**Directions**
Display each line of the listing that contains the string "absolute".

**Extracted data**
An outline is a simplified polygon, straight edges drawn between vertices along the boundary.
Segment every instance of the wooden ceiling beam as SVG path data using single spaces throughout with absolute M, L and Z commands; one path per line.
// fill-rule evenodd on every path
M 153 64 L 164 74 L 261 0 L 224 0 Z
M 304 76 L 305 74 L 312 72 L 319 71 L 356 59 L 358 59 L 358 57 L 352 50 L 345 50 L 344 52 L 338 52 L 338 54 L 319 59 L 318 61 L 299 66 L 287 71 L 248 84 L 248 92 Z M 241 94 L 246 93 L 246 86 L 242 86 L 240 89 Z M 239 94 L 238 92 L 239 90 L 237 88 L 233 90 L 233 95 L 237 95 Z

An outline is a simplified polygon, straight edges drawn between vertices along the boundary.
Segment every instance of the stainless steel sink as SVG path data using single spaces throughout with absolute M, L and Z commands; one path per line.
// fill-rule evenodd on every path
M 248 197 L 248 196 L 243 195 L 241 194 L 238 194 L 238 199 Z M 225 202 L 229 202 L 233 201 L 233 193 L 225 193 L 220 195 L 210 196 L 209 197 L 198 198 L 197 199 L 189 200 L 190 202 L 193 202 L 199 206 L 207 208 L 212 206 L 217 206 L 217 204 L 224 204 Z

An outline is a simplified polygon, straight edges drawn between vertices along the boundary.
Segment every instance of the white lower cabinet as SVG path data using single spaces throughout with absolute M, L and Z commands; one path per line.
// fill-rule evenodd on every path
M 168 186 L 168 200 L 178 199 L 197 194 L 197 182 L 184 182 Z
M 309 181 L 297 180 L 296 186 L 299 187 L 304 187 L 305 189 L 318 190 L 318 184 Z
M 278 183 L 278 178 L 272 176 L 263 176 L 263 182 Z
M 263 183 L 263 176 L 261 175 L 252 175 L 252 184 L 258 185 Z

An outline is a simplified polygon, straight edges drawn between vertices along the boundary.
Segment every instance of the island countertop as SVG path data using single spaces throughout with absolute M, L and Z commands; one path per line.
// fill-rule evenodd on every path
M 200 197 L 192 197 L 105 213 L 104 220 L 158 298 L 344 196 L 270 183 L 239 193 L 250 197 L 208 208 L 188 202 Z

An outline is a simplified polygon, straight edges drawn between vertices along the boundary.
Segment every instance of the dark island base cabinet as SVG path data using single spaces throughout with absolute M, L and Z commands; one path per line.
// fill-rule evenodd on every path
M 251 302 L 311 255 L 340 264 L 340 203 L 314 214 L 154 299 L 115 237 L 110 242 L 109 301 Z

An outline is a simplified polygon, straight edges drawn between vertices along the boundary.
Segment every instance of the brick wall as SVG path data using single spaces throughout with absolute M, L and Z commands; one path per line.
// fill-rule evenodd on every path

...

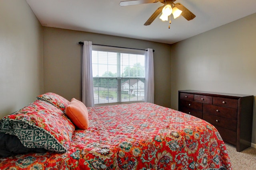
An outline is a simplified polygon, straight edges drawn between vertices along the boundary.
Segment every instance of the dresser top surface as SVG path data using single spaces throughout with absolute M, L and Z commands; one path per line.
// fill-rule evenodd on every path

---

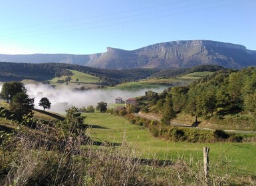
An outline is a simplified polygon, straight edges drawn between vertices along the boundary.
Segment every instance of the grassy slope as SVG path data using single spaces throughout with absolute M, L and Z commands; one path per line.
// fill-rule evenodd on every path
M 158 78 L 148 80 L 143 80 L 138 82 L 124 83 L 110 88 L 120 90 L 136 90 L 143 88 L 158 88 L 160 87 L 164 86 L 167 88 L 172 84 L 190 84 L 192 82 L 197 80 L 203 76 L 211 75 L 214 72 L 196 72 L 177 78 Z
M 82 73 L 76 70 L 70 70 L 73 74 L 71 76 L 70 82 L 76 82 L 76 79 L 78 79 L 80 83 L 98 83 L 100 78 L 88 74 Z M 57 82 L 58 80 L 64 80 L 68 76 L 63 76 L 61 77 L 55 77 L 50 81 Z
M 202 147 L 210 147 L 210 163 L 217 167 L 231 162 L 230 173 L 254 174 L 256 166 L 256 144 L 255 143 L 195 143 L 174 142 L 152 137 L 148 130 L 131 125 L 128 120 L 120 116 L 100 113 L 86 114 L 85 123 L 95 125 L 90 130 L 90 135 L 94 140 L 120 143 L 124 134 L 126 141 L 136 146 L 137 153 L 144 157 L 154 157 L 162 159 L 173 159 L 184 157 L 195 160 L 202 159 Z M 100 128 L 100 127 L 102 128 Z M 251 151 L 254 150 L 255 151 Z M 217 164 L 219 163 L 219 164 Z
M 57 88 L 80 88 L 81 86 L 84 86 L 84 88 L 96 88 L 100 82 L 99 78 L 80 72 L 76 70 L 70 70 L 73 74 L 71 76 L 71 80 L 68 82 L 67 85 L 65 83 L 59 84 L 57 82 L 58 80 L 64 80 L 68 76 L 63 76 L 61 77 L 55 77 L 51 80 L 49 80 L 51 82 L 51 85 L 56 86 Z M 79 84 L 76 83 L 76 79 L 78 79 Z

**Result**
Segment every instance of the wooden ceiling beam as SVG path data using single spaces throughout with absolute M, L and Z commands; one path per line.
Segment every instance of the stainless steel sink as SVG path data using single spaces throughout with absolute M, L and Z commands; one path per line.
Segment every instance of the white lower cabinet as SVG path data using single spaces throughout with absolute M, L and Z commands; one path per line.
Segment every instance of the island countertop as SVG path data using single spaces throughout with absolute M, L and Z commands; one path per line.
Segment every instance of the dark island base cabinet as SVG path data using single spaces throughout with absolute M, L and Z commands; one path per line.
Segment every instance of the brick wall as SVG path data using single spaces throughout with absolute M, L and Z commands; one path per line.
Segment every instance of the dresser top surface as SVG path data using single spaces throughout with absolute M, L and Z commands; one path per line.
Segment every instance of the grassy slope as SVG path data using single spaces throughout with absolute M, L and Z commands; one path per line.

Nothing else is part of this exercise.